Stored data
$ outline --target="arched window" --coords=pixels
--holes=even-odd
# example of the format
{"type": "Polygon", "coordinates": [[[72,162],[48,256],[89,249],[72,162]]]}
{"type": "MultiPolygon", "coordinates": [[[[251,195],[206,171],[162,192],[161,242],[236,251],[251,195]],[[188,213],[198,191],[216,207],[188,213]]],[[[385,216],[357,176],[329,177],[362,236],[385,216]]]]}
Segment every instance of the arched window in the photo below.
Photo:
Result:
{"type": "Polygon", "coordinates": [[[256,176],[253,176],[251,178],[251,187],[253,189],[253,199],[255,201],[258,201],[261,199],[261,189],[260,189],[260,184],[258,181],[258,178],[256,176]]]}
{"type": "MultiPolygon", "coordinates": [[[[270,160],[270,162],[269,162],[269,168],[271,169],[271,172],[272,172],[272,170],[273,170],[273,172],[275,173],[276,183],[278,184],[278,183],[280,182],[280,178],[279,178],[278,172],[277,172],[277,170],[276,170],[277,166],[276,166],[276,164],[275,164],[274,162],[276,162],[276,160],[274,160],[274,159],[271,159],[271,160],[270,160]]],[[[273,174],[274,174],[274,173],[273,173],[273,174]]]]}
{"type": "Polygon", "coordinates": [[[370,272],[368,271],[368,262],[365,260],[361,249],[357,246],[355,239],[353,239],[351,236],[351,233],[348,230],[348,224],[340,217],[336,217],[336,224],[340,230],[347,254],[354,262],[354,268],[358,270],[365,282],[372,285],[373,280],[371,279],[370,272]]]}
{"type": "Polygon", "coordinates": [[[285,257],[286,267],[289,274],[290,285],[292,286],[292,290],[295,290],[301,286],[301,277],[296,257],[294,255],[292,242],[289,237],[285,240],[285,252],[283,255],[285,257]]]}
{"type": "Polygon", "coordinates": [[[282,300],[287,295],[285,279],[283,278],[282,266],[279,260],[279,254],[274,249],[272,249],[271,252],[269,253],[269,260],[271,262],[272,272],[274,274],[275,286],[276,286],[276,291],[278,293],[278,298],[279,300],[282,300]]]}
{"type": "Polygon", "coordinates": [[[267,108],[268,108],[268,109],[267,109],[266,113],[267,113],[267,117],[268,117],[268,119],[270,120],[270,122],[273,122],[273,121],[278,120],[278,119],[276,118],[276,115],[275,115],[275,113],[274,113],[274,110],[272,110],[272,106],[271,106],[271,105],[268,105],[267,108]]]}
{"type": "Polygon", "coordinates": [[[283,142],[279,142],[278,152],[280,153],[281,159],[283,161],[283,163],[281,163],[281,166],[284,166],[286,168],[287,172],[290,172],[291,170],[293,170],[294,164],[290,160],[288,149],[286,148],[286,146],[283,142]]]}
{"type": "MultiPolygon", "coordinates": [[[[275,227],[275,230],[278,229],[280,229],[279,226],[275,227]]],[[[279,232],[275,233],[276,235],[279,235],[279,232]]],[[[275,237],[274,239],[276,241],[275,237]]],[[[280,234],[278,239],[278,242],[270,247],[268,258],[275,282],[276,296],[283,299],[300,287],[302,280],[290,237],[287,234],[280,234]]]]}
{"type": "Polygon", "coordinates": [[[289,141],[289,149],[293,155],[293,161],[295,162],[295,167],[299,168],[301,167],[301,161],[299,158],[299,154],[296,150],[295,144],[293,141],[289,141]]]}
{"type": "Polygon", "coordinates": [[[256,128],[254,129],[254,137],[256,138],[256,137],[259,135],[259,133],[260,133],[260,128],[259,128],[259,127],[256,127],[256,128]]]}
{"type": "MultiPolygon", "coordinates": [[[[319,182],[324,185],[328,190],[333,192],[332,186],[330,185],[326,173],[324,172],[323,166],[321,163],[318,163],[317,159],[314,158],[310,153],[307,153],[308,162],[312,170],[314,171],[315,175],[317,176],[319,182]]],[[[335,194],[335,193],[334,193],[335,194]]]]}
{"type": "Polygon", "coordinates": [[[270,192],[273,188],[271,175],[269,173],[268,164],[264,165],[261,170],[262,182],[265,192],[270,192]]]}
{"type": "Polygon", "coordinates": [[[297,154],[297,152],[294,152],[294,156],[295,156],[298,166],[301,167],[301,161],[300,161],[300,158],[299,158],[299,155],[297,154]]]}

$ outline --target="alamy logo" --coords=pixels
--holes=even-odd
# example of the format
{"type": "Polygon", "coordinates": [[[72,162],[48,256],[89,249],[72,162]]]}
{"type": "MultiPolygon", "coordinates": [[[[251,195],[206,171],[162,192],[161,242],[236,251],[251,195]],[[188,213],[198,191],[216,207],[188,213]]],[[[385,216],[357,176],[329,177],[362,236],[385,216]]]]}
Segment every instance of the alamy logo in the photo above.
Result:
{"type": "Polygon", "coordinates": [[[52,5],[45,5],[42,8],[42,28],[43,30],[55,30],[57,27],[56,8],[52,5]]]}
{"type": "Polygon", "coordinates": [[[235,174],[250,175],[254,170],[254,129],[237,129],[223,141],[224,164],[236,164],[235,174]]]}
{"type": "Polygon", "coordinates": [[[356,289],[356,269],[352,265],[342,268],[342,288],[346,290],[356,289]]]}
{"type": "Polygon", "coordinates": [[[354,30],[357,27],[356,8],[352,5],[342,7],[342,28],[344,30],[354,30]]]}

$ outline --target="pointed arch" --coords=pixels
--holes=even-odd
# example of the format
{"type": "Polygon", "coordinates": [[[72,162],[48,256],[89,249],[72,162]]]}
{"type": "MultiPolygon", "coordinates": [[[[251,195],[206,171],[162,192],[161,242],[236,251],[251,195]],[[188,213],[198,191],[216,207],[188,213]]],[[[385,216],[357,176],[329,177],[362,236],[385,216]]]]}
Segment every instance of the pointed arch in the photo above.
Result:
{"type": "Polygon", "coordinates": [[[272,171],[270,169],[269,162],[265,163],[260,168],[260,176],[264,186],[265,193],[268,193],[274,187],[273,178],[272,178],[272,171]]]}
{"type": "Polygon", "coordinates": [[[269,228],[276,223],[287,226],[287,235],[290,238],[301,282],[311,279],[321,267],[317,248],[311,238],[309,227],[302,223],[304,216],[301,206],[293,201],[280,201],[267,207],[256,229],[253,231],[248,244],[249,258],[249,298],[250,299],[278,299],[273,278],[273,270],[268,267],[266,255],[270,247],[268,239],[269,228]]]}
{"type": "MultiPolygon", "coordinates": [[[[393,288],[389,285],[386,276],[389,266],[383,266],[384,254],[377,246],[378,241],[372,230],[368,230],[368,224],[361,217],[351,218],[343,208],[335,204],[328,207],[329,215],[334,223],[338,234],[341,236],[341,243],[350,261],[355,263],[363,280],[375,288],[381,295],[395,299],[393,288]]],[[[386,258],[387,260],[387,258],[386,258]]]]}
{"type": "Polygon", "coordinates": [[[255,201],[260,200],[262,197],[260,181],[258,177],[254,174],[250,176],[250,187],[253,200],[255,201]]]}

* EXERCISE INSTRUCTIONS
Tell how many lines of the data include the word "arched", without any other words.

* RESULT OF THIS EXERCISE
2